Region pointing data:
Start of Block

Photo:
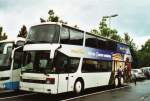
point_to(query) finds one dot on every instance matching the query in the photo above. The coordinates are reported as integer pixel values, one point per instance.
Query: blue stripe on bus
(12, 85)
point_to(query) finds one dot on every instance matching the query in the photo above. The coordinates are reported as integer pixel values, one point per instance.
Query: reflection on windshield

End of Block
Start of Block

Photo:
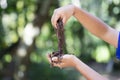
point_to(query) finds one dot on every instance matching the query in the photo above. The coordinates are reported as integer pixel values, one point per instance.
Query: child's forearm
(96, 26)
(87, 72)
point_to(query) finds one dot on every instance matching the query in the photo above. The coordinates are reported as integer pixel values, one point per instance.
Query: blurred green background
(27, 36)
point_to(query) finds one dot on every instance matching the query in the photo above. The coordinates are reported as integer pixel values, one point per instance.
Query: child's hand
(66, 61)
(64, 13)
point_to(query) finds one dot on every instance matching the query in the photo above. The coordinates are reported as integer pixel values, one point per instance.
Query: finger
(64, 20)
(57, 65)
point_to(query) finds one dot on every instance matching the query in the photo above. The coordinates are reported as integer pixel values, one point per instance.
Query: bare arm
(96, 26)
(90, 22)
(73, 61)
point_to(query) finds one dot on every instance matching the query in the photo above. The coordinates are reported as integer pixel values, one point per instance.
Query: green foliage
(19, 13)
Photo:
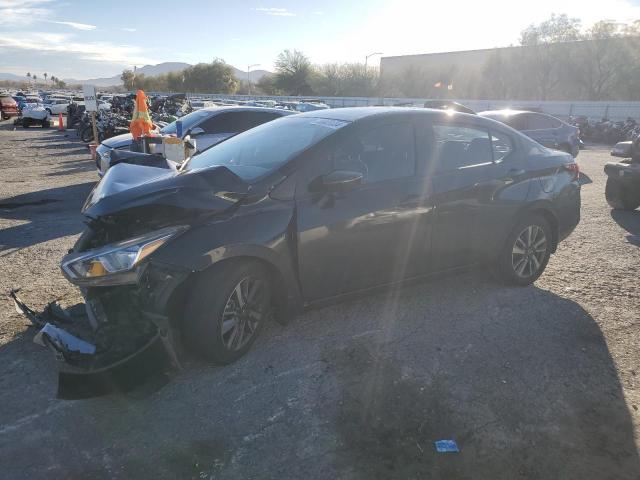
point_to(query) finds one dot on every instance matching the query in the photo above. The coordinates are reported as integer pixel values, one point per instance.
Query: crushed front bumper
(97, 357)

End of Block

* _WHAT YOU HAVE TO DO_
Using the data above, print exactly the lines from the line that contains "Query: blue stripe on bus" through the line that contains "Query: reflection on windshield", with both included.

* _SOLUTION FOR THIS TASK_
Query: blue stripe on bus
(12, 85)
point_to(query) finds one dot on every instance matching the query in the photo above. The coordinates are reported as integer pixel values, one point per instance.
Query: reflection on windshield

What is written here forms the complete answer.